SUPPLIED TEXT:
---------------

Tim McNeill, the manager for House Calls of the District of Columbia, a geriatric practice that serves homebound residents primarily in Wards 7 and 8, says patients or their family members call and ask about the COVID-19 vaccine daily. McNeill says his practice asked DC Health for doses so their health care providers can administer the vaccine in patients’ homes. McNeill says House Calls of the District of Columbia also tried to partner with MedStar Health so the hospital’s providers could administer the vaccine to their patient population instead. Neither materialized. (MedStar Health, which is able to use its own supply for special initiatives pending DC Health’s approval, did not respond to request for comment.) Now, McNeill says he is sending a list of patients that are in need of the vaccine to DC Health because many couldn’t register on their own.  

“We hear all this stuff about vaccine hesitancy. Every day, we’re getting people pleading for the vaccine. They’re not hesitant. They just don’t have access,” says McNeill. “The comments we’ve gotten from our patients is that they will be able to see their grandchildren and see their loved ones once they’re vaccinated.”

The last year has been a “nightmare” for patients of House Calls of the District of Columbia, says McNeill. Patients are socially isolated for fear of contracting COVID-19. Some cannot fully isolate or even quarantine if they were to be exposed because they require assistance bathing or eating. One of McNeill’s patients was exposed because of their home health aide. McNeill says the geriatric practice has seen a “significant number” of deaths related to COVID-19 within the last six months.

“They can’t just stop letting strangers come into their home,” McNeill says. “We have quadriplegics, paraplegics—self isolation is not a possibility for many of our patients.” 

It astonishes McNeill that many D.C. residents who are homebound cannot access the vaccine four months into the rollout, though he doesn’t blame DC Health. McNeill acknowledges that it would be difficult to maintain the required temperatures of the Pfizer and Moderna vaccines if vaccinators were going door-to-door. He also points out that the federal government shortchanged D.C. in the first stimulus bill. But it’s hard to not be angry when a few hundred people who are at risk of serious illness and death from COVID-19 want to be vaccinated but are not.

---------------

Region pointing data
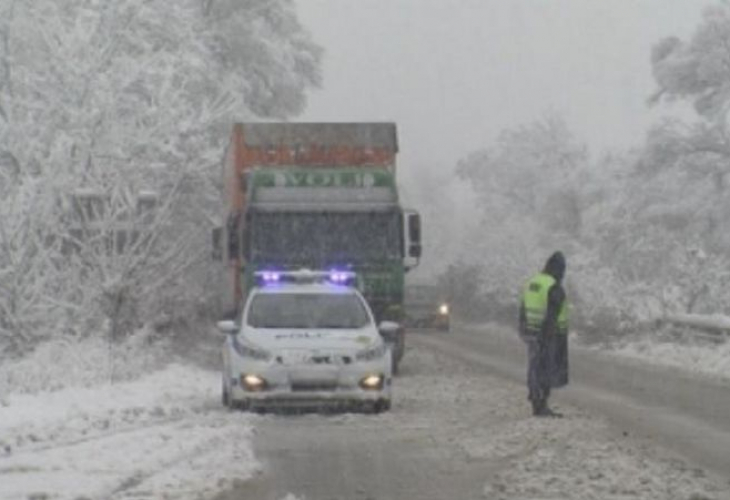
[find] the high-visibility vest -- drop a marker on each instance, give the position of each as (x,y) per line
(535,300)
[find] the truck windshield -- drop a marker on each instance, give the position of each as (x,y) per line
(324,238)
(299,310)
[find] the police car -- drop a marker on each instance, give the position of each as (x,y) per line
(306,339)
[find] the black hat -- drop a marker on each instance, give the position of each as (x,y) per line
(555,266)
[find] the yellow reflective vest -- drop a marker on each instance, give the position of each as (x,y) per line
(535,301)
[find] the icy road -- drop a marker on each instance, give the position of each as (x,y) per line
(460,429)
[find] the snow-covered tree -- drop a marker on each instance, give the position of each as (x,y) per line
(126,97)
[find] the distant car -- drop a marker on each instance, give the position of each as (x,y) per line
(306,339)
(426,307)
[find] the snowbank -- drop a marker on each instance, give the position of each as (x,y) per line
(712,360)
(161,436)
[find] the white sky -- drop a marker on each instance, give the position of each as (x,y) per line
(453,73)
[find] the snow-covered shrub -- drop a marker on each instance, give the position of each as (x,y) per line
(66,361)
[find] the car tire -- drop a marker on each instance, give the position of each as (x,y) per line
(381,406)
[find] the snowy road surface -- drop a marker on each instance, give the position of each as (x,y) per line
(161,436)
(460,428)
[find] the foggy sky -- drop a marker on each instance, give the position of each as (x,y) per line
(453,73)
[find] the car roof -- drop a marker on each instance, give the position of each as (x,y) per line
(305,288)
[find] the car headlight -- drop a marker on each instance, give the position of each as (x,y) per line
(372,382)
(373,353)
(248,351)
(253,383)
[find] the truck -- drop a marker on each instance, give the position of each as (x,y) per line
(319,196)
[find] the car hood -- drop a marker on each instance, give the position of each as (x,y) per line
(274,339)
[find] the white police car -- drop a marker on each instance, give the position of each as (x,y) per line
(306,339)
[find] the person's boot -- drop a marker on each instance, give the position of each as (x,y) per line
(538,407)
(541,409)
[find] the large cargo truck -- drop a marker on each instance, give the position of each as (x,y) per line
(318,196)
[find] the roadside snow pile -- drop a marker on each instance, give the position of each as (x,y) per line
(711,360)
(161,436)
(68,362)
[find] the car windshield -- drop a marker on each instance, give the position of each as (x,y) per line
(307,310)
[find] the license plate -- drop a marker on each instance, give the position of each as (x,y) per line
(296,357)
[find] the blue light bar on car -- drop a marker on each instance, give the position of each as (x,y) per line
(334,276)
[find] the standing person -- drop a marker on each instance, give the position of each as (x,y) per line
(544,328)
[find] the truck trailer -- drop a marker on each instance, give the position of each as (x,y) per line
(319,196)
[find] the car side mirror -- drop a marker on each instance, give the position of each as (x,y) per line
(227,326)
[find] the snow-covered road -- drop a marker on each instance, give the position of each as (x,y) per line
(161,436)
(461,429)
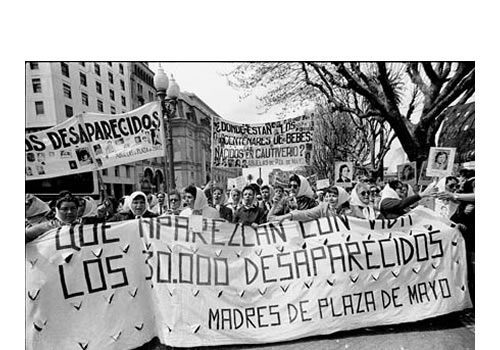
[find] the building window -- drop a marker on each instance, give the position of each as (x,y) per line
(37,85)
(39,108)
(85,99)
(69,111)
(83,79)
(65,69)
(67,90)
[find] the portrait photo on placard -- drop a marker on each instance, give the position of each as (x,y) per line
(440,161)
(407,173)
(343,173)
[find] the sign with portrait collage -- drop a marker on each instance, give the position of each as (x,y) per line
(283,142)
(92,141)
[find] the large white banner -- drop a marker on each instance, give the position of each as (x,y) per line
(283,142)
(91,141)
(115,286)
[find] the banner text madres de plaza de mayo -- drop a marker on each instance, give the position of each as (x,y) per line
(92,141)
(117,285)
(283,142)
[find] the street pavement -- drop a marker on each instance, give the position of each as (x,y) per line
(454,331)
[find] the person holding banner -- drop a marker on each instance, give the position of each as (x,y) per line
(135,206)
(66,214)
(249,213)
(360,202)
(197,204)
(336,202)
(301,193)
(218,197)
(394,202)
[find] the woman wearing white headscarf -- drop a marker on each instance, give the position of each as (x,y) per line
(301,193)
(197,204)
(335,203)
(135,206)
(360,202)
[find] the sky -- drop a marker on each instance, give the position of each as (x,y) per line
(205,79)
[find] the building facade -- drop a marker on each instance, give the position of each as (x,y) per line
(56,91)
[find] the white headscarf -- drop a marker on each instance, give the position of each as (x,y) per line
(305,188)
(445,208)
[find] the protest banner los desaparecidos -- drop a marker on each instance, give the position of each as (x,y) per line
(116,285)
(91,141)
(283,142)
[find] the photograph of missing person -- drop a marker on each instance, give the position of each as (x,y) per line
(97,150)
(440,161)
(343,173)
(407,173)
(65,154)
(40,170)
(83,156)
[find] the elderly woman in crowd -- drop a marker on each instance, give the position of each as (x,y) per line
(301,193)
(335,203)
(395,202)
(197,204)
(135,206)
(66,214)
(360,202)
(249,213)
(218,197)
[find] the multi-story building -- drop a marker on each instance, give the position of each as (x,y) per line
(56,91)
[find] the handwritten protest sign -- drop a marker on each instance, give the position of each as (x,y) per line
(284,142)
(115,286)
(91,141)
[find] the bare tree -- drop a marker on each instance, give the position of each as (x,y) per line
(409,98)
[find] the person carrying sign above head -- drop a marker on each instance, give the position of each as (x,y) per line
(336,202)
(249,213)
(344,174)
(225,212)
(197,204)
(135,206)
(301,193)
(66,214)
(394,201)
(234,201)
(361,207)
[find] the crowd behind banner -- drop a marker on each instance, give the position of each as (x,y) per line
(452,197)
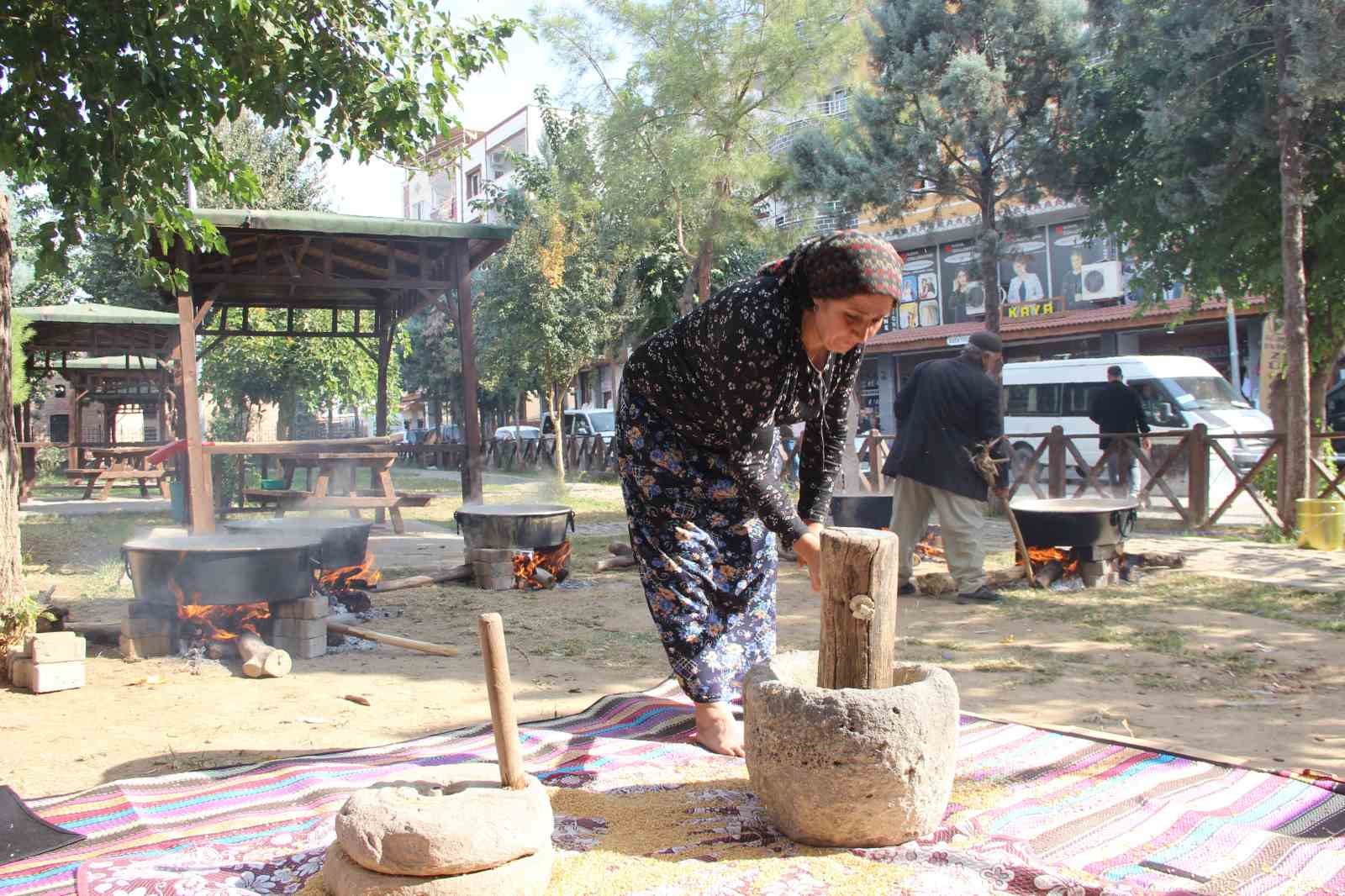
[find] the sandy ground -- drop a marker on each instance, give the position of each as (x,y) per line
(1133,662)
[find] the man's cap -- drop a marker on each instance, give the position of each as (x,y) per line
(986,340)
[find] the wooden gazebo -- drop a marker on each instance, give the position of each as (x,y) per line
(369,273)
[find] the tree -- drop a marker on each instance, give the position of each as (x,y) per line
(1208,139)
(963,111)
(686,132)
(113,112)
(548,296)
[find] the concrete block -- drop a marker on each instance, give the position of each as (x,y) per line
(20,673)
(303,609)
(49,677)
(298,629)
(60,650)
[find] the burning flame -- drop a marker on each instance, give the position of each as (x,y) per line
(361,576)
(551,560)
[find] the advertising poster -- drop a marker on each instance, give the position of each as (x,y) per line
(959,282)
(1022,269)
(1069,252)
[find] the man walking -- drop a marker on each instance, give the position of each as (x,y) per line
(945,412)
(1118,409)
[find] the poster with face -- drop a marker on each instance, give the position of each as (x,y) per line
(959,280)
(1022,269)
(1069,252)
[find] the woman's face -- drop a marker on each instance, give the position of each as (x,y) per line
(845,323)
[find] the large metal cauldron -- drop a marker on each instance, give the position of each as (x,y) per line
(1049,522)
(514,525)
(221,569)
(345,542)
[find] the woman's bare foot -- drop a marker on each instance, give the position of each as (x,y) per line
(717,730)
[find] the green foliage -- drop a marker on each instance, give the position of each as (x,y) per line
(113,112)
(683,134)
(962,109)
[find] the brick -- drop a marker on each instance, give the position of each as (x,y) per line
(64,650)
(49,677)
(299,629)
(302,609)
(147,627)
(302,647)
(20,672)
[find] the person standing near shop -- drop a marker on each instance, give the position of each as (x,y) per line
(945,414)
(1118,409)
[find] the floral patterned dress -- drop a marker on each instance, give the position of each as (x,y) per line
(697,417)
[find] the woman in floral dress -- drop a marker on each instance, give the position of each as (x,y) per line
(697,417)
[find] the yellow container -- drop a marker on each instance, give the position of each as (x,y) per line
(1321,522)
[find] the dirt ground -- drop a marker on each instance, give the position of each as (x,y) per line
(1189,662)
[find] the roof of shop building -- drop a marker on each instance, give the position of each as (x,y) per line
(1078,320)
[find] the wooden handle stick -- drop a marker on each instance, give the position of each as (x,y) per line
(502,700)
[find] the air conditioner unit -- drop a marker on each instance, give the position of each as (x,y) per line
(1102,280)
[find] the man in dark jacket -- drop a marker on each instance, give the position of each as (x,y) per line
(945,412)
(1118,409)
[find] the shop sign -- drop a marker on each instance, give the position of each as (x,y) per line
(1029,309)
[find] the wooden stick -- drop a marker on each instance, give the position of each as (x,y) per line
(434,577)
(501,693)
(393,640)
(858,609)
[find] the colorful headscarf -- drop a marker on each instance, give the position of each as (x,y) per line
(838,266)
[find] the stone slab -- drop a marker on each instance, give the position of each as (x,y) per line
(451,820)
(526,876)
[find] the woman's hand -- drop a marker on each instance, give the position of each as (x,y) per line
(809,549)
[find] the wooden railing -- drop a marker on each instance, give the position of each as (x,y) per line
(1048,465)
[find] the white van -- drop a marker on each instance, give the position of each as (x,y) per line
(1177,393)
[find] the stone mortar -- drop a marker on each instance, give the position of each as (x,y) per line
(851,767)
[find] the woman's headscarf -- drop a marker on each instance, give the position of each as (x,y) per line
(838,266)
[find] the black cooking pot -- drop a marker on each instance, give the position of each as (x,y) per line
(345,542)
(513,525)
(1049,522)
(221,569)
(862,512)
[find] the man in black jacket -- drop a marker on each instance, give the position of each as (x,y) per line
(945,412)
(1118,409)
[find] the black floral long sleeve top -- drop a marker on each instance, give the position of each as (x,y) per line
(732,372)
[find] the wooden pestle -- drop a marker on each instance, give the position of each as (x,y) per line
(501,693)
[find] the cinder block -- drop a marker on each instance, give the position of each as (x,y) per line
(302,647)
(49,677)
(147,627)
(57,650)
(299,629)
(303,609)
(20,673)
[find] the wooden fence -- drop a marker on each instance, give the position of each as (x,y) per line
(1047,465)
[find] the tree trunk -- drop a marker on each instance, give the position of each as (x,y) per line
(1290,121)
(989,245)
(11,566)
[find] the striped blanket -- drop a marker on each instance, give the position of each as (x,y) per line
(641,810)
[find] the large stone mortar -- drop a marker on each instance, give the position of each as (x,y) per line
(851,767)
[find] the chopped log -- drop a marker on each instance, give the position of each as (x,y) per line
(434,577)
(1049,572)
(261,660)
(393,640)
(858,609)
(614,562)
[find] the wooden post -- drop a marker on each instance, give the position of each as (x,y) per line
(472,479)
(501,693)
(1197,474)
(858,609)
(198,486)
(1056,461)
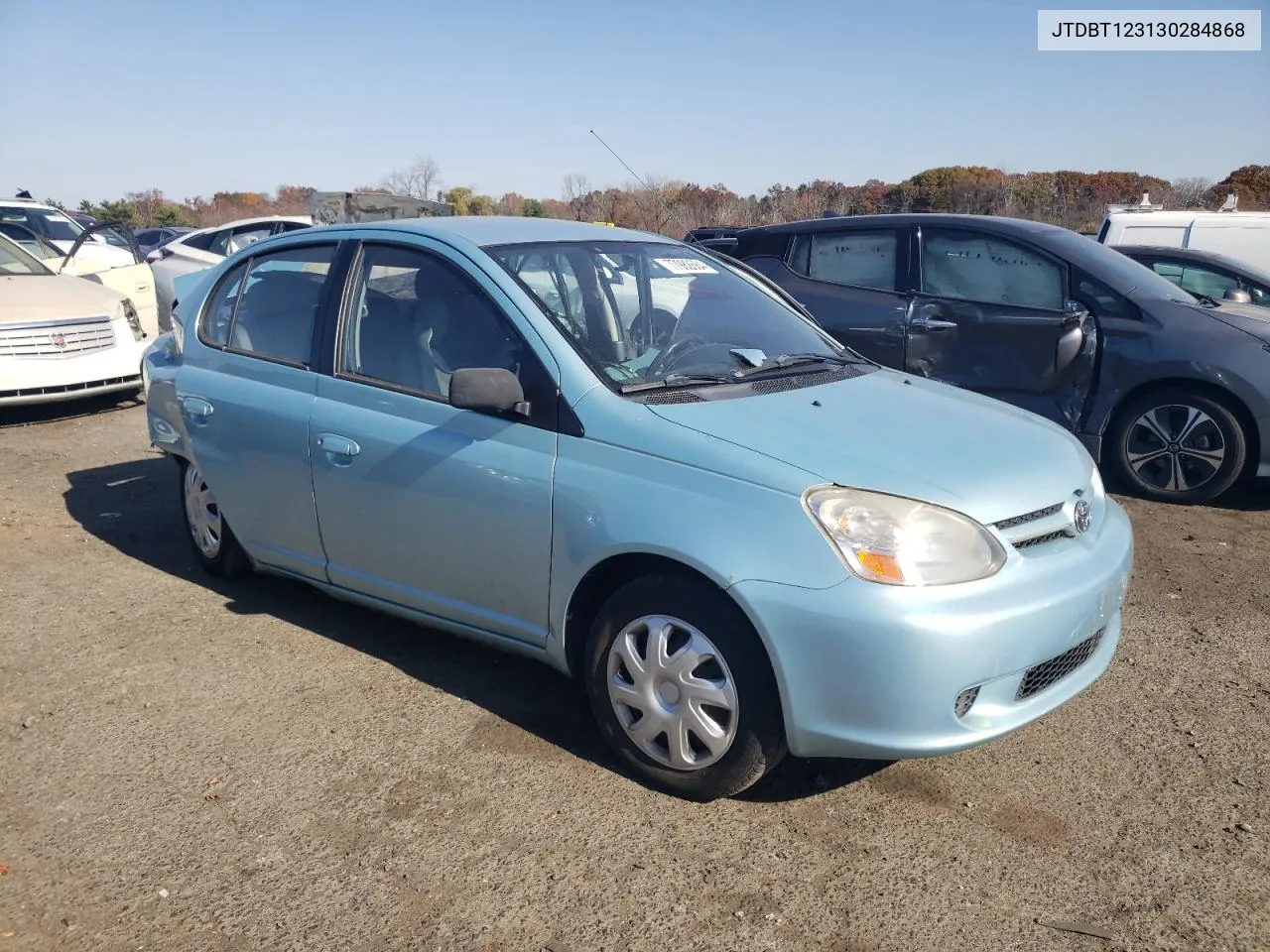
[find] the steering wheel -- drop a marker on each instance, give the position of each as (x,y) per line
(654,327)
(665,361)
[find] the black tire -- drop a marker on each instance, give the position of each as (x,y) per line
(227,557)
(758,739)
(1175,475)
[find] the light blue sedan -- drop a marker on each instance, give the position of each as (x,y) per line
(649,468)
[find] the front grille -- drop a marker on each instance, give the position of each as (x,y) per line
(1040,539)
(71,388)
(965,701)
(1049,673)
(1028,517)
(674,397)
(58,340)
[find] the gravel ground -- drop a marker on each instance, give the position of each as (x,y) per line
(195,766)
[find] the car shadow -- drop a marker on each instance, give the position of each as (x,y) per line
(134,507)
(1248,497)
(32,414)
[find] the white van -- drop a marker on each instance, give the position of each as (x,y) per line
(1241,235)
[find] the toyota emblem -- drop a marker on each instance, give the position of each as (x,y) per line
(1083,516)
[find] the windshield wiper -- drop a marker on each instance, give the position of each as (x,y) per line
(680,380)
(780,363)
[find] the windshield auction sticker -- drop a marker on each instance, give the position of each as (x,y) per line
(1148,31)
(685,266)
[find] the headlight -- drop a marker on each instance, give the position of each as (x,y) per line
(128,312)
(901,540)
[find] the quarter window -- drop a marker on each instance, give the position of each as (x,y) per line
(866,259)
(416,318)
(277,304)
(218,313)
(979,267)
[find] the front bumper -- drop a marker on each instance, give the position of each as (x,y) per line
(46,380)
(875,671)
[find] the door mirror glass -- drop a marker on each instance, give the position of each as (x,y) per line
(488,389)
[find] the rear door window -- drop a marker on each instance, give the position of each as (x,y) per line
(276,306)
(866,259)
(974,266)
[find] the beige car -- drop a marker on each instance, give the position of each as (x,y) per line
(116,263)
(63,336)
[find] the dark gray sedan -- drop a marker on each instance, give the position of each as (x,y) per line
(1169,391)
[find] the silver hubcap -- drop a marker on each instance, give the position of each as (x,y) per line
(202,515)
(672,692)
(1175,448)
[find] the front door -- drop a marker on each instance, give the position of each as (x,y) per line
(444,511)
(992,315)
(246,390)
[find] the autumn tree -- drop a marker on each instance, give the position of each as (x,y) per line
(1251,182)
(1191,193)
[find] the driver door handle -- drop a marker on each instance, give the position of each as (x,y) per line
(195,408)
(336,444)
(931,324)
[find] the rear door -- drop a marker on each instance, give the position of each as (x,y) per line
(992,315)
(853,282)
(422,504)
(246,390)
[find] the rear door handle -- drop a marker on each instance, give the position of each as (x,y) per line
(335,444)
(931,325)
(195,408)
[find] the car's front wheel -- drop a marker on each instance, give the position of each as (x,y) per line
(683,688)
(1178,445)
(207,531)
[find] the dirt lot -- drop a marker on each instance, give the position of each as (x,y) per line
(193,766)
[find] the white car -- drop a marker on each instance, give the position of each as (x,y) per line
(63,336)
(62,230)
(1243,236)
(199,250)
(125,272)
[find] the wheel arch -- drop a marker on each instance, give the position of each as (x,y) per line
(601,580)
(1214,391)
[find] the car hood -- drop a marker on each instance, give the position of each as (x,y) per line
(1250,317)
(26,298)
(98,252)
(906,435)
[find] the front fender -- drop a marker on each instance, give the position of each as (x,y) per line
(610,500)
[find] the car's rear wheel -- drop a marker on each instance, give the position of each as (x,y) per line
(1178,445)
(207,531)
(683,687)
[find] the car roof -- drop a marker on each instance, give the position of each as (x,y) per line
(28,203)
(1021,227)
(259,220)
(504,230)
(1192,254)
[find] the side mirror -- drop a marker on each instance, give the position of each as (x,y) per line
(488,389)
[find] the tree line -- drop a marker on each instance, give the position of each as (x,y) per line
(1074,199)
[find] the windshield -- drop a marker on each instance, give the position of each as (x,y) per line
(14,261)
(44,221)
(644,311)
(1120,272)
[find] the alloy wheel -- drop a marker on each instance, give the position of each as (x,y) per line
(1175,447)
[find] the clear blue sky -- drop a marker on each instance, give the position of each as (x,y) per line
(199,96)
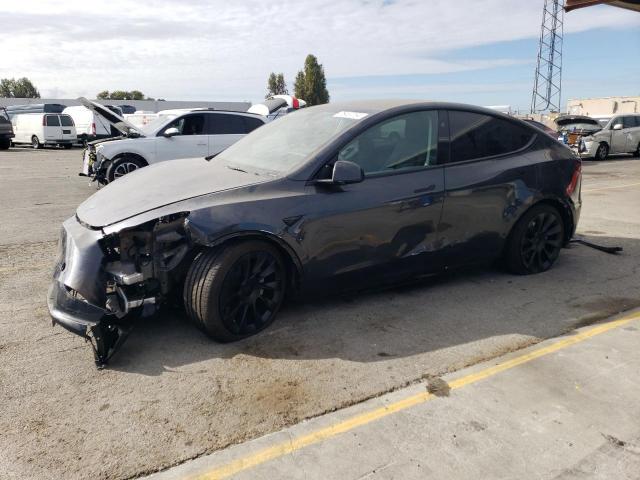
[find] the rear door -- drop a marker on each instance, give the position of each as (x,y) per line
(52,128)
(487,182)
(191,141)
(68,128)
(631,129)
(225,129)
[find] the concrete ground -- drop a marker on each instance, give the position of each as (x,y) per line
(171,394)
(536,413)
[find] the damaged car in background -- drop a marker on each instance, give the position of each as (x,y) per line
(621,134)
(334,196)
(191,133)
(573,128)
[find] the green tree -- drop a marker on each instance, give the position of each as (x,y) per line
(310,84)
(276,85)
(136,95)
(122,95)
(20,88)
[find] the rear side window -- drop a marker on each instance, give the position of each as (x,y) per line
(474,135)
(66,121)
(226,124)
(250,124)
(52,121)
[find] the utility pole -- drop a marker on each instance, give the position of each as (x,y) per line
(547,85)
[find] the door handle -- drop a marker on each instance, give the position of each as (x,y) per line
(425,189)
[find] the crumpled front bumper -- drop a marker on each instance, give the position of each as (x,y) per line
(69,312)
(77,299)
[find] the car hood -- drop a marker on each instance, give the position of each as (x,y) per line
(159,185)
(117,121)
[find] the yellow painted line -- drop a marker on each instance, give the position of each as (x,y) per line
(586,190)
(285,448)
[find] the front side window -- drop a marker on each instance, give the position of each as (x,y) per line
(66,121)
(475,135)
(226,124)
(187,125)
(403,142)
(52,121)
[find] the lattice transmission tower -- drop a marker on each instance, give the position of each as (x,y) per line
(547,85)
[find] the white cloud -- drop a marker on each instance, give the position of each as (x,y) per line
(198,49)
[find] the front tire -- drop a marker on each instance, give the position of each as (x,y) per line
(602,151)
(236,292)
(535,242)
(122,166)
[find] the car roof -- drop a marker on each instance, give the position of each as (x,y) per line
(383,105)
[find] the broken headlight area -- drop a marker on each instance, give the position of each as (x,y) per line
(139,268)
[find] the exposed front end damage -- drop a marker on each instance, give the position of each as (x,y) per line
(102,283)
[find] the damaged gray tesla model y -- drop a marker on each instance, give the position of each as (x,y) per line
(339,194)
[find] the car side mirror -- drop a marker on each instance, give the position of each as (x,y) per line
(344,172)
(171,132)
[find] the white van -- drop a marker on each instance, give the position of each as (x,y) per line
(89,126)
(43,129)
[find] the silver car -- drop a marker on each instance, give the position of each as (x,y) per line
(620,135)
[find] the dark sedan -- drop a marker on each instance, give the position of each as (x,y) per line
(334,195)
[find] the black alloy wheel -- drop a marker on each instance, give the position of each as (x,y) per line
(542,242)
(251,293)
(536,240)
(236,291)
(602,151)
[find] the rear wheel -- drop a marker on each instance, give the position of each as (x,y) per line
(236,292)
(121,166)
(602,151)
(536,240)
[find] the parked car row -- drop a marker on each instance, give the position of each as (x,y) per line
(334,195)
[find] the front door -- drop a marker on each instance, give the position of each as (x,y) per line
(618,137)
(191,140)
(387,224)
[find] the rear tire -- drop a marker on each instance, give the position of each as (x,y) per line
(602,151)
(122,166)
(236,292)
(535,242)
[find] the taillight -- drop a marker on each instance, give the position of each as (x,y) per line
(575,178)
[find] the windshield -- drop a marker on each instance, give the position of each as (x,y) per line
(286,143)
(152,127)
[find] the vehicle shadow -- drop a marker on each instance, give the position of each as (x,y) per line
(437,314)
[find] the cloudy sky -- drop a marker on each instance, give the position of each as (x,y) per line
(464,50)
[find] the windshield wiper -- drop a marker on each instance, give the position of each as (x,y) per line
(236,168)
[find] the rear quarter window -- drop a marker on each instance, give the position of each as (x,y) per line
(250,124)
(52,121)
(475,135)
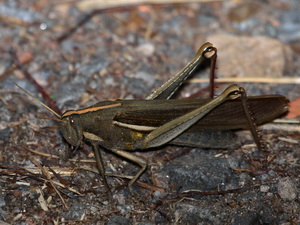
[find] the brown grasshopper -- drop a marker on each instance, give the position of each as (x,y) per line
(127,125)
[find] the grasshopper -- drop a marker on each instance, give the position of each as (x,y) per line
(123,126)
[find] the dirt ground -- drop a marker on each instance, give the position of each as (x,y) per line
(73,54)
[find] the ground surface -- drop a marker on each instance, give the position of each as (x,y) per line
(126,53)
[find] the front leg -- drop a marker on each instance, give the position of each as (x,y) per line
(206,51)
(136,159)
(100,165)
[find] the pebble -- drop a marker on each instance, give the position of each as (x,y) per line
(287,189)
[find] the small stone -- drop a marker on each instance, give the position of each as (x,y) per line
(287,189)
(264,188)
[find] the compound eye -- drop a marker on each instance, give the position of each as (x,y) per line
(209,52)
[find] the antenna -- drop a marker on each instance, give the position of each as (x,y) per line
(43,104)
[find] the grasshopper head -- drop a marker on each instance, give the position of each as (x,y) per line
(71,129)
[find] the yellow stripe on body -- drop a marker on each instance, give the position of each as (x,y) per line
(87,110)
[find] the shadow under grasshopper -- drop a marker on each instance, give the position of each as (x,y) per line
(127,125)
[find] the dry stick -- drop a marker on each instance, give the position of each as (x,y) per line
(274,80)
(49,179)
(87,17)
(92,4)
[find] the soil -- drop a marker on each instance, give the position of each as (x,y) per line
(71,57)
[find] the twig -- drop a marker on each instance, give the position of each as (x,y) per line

---------------

TASK SET:
[1] Summarize the passage about homebound patients and the COVID-19 vaccine in two sentences.
[2] Output the portion of the passage about homebound patients and the COVID-19 vaccine starting at "It astonishes McNeill" and ending at "but are not.".
The entries are separate material and are not part of the passage about homebound patients and the COVID-19 vaccine.

RESULTS IN ORDER:
[1] House Calls of the District of Columbia, a geriatric practice serving homebound residents mainly in Wards 7 and 8, asked DC Health for vaccine doses and tried to partner with MedStar Health, but neither effort materialized, even though patients ask about the vaccine daily. Its manager, Tim McNeill, says these patients are not hesitant but lack access, that many cannot isolate because they need help bathing or eating, and that the practice has seen a significant number of COVID-19 deaths in the last six months.

[2]
It astonishes McNeill that many D.C. residents who are homebound cannot access the vaccine four months into the rollout, though he doesn’t blame DC Health. McNeill acknowledges that it would be difficult to maintain the required temperatures of the Pfizer and Moderna vaccines if vaccinators were going door-to-door. He also points out that the federal government shortchanged D.C. in the first stimulus bill. But it’s hard to not be angry when a few hundred people who are at risk of serious illness and death from COVID-19 want to be vaccinated but are not.